• **Set problem**: Please copy the data below without changes, starting with the line that contains "Is there any river" and going on through the line that contains "0 131 426 263", with both of those lines included.

• **Region annotation entries**:
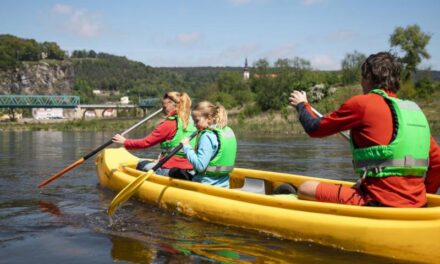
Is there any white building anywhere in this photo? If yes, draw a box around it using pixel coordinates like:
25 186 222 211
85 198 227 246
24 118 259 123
121 96 130 104
243 58 250 80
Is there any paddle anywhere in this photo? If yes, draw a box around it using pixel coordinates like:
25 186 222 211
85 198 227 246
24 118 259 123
38 108 162 188
107 131 197 216
310 106 350 141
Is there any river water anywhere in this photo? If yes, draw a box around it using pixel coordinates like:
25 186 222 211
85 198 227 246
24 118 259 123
0 131 426 263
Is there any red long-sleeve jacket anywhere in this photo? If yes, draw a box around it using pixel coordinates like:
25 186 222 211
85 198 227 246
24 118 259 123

• **Answer to this task**:
Is there any river water anywhere in this photo? If yes, draw a box around it using pixel coordinates like:
25 186 222 211
85 198 227 246
24 118 259 123
0 131 426 263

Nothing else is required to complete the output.